How much leave can I take if I
need leave for both a serious health condition and a qualifying exigency? A.
Qualifying exigency leave,
like leave for a serious health condition, is a FMLA-qualifying reason for which
an eligible employee may use his or her entitlement for up to 12 workweeks of
FMLA leave each year. An eligible employee may take all 12 weeks of his or her
FMLA leave entitlement as qualifying exigency leave or the employee may take a
combination of 12 weeks of leave for both qualifying exigency leave and leave
for a serious health condition. Q.
Can I take qualifying exigency
leave when my “covered military member” returns from deployment? A.
Yes. An eligible employee is
entitled to take qualifying exigency leave for certain qualifying
post-deployment exigencies, including reintegration activities, for a period of
90 days following the termination of the covered military member’s active duty
status. Military Caregiver
Leave Q.
What is “military caregiver
leave”? A.
“Military caregiver leave”
is the second of the two new military family leave provisions. Such leave may be
taken by an eligible employee to care for a covered service member with a
serious injury or illness. This type of FMLA leave is based on a recommendation
of the President’s Commission on Care for America’s Returning Wounded
Warriors. Q.
Who is eligible to take
military caregiver leave? A.
An eligible employee who is
the spouse, son, daughter, parent, or next of kin of a covered service member
with a serious injury or illness may take job-protected FMLA leave to provide
care to the service member. Q.
Are families of service
members in the Regular Armed Forces eligible for military caregiver leave? A.
Yes. Military caregiver leave
extends to those seriously injured or ill members of both the Regular Armed
Forces and the National Guard or Reserves. Q.
Who is a “covered service
member”? A.
A “covered service member”
is a current member of the Armed Forces, including a member of the National
Guard or Reserves, who is undergoing medical treatment, recuperation, or
therapy, is otherwise in outpatient status, or is otherwise on the temporary
disability retired list, for a serious injury or illness incurred in the line of
duty on active duty. Q.
Can I take military caregiver
leave if I am the stepson or stepdaughter of the covered service member or if I
am the stepparent of a covered service member? A.

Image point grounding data
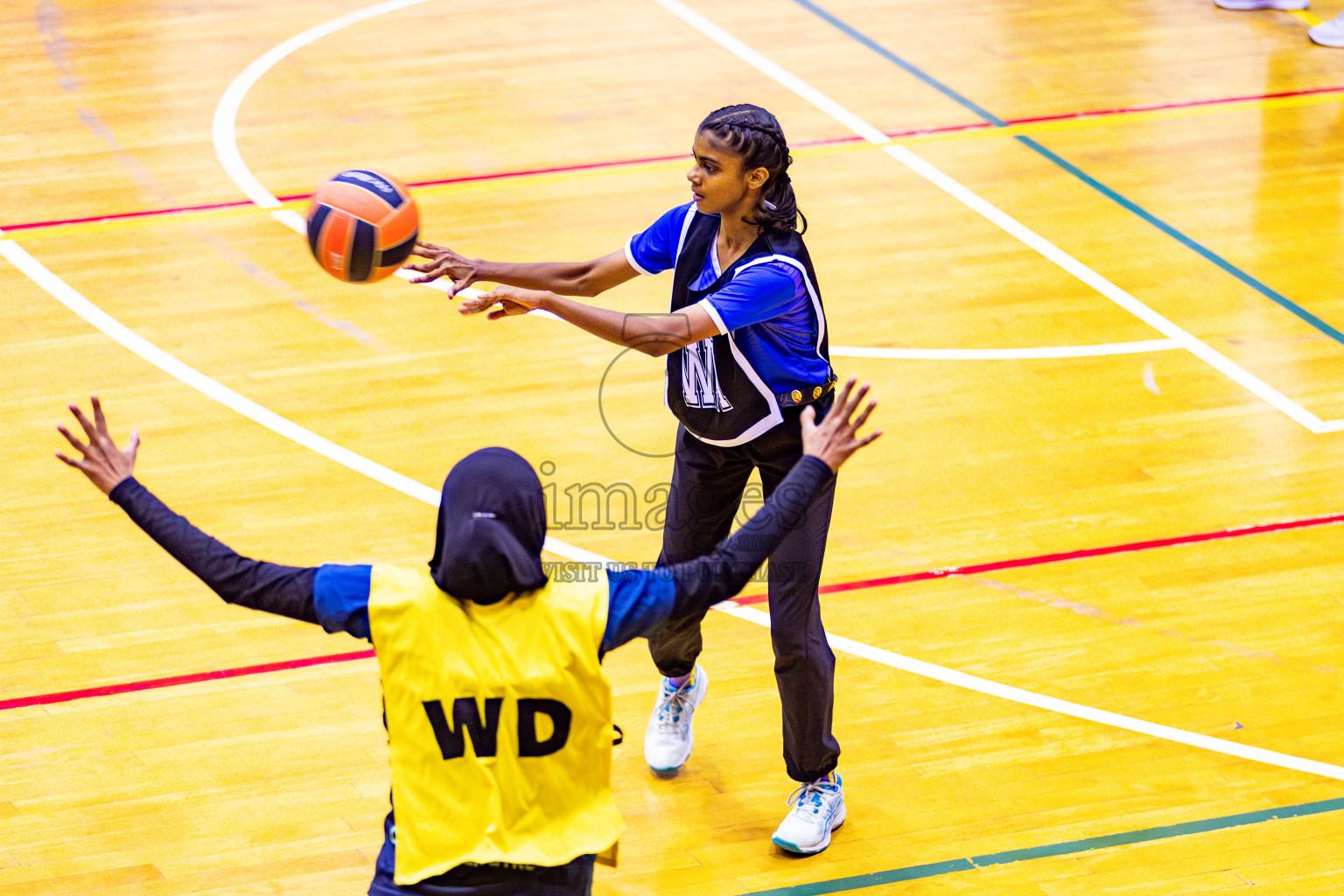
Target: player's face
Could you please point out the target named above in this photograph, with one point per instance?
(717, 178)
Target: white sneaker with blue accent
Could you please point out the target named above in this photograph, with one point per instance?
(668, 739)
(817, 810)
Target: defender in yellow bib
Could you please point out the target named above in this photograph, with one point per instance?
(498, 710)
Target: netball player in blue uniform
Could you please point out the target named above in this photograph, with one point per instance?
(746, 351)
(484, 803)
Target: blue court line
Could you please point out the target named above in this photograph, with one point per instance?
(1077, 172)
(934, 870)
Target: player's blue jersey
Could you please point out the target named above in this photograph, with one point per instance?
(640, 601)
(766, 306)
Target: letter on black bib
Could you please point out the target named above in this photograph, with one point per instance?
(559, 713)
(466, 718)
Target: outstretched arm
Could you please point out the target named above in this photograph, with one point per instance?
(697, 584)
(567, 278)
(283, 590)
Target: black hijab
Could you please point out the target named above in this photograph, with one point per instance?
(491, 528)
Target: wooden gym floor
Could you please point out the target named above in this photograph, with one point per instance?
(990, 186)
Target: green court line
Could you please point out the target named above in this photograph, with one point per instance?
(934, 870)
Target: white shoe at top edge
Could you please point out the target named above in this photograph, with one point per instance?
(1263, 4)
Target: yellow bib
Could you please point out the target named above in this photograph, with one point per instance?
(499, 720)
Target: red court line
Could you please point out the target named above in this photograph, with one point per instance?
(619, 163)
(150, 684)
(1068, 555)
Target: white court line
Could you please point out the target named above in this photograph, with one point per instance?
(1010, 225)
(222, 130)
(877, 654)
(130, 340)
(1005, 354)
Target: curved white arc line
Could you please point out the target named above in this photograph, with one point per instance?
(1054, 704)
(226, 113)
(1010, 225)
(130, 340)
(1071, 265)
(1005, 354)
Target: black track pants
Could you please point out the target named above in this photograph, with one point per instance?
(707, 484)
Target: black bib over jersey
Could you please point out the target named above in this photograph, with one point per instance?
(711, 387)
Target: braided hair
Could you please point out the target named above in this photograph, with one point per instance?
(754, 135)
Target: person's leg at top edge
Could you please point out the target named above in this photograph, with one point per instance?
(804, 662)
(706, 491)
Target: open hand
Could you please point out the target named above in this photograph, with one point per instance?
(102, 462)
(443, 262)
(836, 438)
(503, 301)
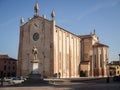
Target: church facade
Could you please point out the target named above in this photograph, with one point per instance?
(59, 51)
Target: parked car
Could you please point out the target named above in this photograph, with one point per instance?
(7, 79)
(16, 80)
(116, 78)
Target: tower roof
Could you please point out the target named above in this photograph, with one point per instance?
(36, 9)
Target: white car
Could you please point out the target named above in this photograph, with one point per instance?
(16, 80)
* * *
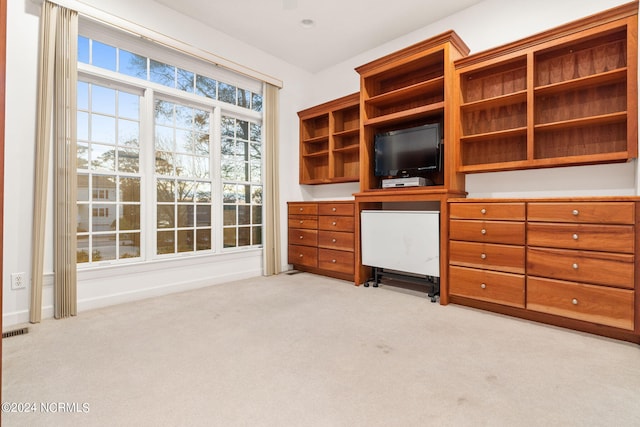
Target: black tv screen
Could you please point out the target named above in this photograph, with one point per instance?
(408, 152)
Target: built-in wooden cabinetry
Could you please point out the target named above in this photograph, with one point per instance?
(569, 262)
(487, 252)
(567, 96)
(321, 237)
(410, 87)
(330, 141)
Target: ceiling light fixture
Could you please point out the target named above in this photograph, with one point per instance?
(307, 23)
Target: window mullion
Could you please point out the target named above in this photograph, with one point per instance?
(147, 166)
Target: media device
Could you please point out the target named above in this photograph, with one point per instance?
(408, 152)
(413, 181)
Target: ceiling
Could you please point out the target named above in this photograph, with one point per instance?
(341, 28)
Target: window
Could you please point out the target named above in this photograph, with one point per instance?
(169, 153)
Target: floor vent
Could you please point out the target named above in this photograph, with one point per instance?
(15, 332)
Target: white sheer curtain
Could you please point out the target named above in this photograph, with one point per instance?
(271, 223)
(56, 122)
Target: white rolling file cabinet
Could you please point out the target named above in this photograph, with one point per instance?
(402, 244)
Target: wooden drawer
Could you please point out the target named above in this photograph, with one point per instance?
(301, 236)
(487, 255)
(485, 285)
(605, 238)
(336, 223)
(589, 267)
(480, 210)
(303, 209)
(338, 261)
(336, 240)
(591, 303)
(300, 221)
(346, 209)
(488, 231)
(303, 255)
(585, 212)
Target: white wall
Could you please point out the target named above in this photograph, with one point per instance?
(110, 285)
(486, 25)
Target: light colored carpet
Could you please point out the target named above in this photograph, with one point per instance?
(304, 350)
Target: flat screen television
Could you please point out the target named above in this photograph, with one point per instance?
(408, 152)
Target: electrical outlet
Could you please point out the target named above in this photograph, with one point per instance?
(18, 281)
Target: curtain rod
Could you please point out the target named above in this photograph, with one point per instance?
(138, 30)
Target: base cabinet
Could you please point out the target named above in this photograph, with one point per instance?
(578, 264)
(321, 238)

Directions →
(A) Answer these questions about the military family leave FAQ, one per line:
(i) For how many days after a covered military member's active duty status ends can an eligible employee take leave for post-deployment exigencies?
(ii) Whose recommendation is military caregiver leave based on?
(iii) Up to how many workweeks of FMLA leave may an eligible employee use each year?
(B) Continue the military family leave FAQ from its last sentence.

Expected results →
(A)
(i) 90 days
(ii) The President's Commission on Care for America's Returning Wounded Warriors
(iii) 12 workweeks

(B)
Yes. Under the FMLA for
military caregiver leave, a “son or daughter of a covered service member”
means a covered service member’s biological, adopted, or foster child,
stepchild, legal ward, or a child for whom the employee stood in loco parentis,
and who is of any age. Under the FMLA for military caregiver leave, a “parent
of a covered service member” means a covered service member’s biological,
adoptive, step or foster father or mother, or any other individual who stood in
loco parentis to the covered service member. This term does not include parents
“in law.” The law does not include son-in-law or daughter-in-law. Q.
What is a “serious injury or
illness”? A.
A “serious injury or
illness” is an injury or illness incurred by a covered service member in the
line of duty on active duty that may render the service member medically unfit
to perform the duties of the member’s office, grade, rank, or rating. Q.
How much leave may I take to
care for a covered service member? A.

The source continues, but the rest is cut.